Page excerpt:
▬▬▬
Turnout Was Not Unusually High in Counties Where Republicans Made Fraud Accusations

Lott (20) also claims to show that 2020 turnout rates were higher than one would otherwise expect in a set of counties where Republicans have alleged that fraud took place. Lott argues that there was an “unexplained increase in voter turnout” ref. 20, p.13 in the key counties of between 1.26 and 2.42%, which Lott says is equivalent to 150,000 to 289,000 votes in those states. Lott concludes that this is evidence consistent with fraud.
To determine whether the “suspicious” counties had higher turnout, Lott checks whether turnout in the 2020 election was higher than would be expected (given previous turnout, political leaning, and local demographics) in counties where, according to Republican lawsuits filed after the election, fraud may have taken place. Lott identifies 19 counties across six swing states where Republicans made fraud allegations.†† He then compares turnout in these counties to turnout in other counties in the same six states plus all counties in three other swing states (Florida, Ohio, and North Carolina). He argues that, if turnout is higher in these counties than would be expected given covariates, it would be evidence of fraud.
As we explain in SI Appendix, section H we dispute the premise of this analysis: Turnout varies across counties for many reasons, and it is unreasonable to ascribe a small unexplained difference to fraud. As it happens, Lott’s finding is not robust to sensible departures from his chosen specification, so it is not necessary to dispute the premise.
▬▬▬
Extracted records:
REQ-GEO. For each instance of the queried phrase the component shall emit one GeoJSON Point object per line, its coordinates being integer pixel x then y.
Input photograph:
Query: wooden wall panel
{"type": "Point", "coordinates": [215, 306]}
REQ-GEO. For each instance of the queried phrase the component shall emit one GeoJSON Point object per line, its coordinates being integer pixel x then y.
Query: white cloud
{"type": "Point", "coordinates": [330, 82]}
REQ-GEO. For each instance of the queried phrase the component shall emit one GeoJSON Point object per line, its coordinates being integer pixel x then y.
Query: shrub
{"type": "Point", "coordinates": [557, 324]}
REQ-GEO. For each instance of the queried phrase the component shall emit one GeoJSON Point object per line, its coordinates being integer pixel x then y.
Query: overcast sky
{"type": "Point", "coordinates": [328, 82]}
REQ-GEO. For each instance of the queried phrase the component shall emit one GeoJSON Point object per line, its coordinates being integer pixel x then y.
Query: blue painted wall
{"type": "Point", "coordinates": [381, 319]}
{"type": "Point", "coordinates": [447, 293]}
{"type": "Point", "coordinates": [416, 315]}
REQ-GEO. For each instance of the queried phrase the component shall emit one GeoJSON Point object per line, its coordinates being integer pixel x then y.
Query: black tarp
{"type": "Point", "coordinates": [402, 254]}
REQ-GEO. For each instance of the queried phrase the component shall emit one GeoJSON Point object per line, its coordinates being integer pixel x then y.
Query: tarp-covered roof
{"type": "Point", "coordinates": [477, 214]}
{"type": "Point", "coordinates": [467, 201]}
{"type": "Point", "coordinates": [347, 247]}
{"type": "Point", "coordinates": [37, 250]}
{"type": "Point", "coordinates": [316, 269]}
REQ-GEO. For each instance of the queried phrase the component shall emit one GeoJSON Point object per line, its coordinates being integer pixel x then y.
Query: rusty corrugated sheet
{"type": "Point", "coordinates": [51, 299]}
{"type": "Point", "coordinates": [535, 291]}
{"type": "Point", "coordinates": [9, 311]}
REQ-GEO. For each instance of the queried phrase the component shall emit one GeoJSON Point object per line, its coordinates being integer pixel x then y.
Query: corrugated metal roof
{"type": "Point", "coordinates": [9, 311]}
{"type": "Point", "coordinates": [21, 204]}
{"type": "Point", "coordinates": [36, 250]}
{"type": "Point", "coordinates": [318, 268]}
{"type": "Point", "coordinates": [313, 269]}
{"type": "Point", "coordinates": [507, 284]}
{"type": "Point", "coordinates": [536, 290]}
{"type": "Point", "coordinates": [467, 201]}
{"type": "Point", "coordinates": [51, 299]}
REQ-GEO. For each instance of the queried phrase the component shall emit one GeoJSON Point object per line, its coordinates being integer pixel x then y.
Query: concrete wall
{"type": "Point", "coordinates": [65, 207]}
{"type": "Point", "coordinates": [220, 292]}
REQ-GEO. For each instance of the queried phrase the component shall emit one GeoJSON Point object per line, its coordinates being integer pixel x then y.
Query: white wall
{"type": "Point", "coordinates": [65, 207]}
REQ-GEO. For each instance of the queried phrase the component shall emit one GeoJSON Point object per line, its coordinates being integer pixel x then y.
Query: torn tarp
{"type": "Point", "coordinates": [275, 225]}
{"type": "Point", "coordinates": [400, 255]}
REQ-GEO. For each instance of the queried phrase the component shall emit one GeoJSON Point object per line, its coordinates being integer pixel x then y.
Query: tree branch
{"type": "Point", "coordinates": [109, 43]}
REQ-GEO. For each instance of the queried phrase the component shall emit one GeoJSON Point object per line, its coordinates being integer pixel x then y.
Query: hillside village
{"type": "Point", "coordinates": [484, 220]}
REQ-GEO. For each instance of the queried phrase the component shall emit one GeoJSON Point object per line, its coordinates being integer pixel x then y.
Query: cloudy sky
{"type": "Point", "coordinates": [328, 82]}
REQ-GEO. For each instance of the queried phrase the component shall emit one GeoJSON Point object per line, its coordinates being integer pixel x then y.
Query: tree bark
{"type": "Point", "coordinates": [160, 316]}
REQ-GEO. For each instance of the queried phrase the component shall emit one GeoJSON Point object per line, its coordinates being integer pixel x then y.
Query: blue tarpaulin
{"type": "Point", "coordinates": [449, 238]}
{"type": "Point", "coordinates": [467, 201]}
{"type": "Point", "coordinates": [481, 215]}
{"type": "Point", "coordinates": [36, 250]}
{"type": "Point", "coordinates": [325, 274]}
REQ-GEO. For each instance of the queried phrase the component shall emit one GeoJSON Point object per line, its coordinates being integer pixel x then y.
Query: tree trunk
▬▬▬
What you need to do:
• a. Which states does the passage on Lott's turnout analysis mention by name?
• b. Answer these questions about the passage on Lott's turnout analysis:
(i) How many counties did Lott identify where Republicans made fraud allegations, and across how many swing states?
(ii) What range does Lott give for the "unexplained increase in voter turnout" in the key counties?
(iii) Which section of the SI Appendix explains the authors' objection to the premise of the analysis?
• c. Pick up the passage on Lott's turnout analysis after its last sentence and keep writing.

Task responses:
• a. Florida, Ohio, North Carolina

• b.
(i) 19 counties across six swing states
(ii) Between 1.26 and 2.42%
(iii) Section H

• c.
Our analysis of county-level voting data for 2016 and 2020‡‡ indicates that Lott’s conclusions are driven by the inclusion of states that have lower turnout increases and no suspicious counties—namely Florida, North Carolina, and Ohio. Fig. 4A shows that, conditional on turnout in 2016, turnout in these three states was lower than turnout in the six states that contain a suspicious county in Lott’s analysis. This is relevant because Lott’s analysis compares changes in turnout in suspicious counties with changes in turnout in all other counties, so these smaller increases in turnout rates across states will be conflated with the suspicious county indicator in his analysis. The smaller the turnout increase in these three “nonsuspect” states, the more turnout in the suspect counties will appear to be suspiciously high, even if the changes in turnout in these suspect counties are unremarkable relative to the changes in turnout in other counties in their own state.
Fig. 4
No evidence suspicious counties had higher turnout. (A) Swing states without suspicious counties had smaller average turnout increases, which drives Lott’s (20) results. (B) Lott’s (20) estimates of suspicious county differences in turnout are zero and null once we address state-level differences.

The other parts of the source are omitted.